## TASK TO COMPLETE
Reproduce the passage below about China's exchange rate reform in full, word for word.

## PASSAGE FOR REVIEW
#####

The change to China's foreign exchange rate formation system introduced by the Chinese central bank two weeks ago is a "positive move," said Eswar S. Prasad, former head of the China division of the International Monetary Fund (IMF) in Beijing Wednesday.

The People's Bank of China announced on Aug. 11 that the foreign exchange (forex) rate will take into account the closing inter-bank forex rate on the previous day, instead of relying solely on the central parity rate.

"What the Chinese central bank, the People's Bank of China, has done to allow the market to determine the exchange rate is a very positive move, because that reform allows the central bank to focus monetary policy on making the domestic economy better rather than managing the exchange rate. So in the long run it is a good reform although in the short term it may create more volatility," Prasad said during a launch meeting of the Chinese version of his latest book "The Dollar Trap: How the U.S. Dollar Tightened Its Grip on Global Finance."

Following the central bank's announcement, the yuan fell sharply by 1,136 basis points against the dollar, or 1.9 percent, to 6.2298 on Aug. 11. It witnessed further swings in the past two weeks and dipped to a record low of 6.4085 on Aug. 27, triggering concerns that the currency is going to weaken further.

The former IMF official and now professor at Cornell University argued that the RMB is likely to appreciate "in the long run (that is, beyond three to five years)" as the Chinese economy is still strong, but he said its trajectory in the next one to two years depends on government policies of opening up the capital account to make it easier for money to flow into and out of the country.

#####

## LISTED RECORDS
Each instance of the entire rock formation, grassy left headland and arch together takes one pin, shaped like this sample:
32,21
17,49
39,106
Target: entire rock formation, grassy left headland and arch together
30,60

#####

## EXPECTED ANSWER
The change to China's foreign exchange rate formation system introduced by the Chinese central bank two weeks ago is a "positive move," said Eswar S. Prasad, former head of the China division of the International Monetary Fund (IMF) in Beijing Wednesday.

The People's Bank of China announced on Aug. 11 that the foreign exchange (forex) rate will take into account the closing inter-bank forex rate on the previous day, instead of relying solely on the central parity rate.

"What the Chinese central bank, the People's Bank of China, has done to allow the market to determine the exchange rate is a very positive move, because that reform allows the central bank to focus monetary policy on making the domestic economy better rather than managing the exchange rate. So in the long run it is a good reform although in the short term it may create more volatility," Prasad said during a launch meeting of the Chinese version of his latest book "The Dollar Trap: How the U.S. Dollar Tightened Its Grip on Global Finance."

Following the central bank's announcement, the yuan fell sharply by 1,136 basis points against the dollar, or 1.9 percent, to 6.2298 on Aug. 11. It witnessed further swings in the past two weeks and dipped to a record low of 6.4085 on Aug. 27, triggering concerns that the currency is going to weaken further.

The former IMF official and now professor at Cornell University argued that the RMB is likely to appreciate "in the long run (that is, beyond three to five years)" as the Chinese economy is still strong, but he said its trajectory in the next one to two years depends on government policies of opening up the capital account to make it easier for money to flow into and out of the country.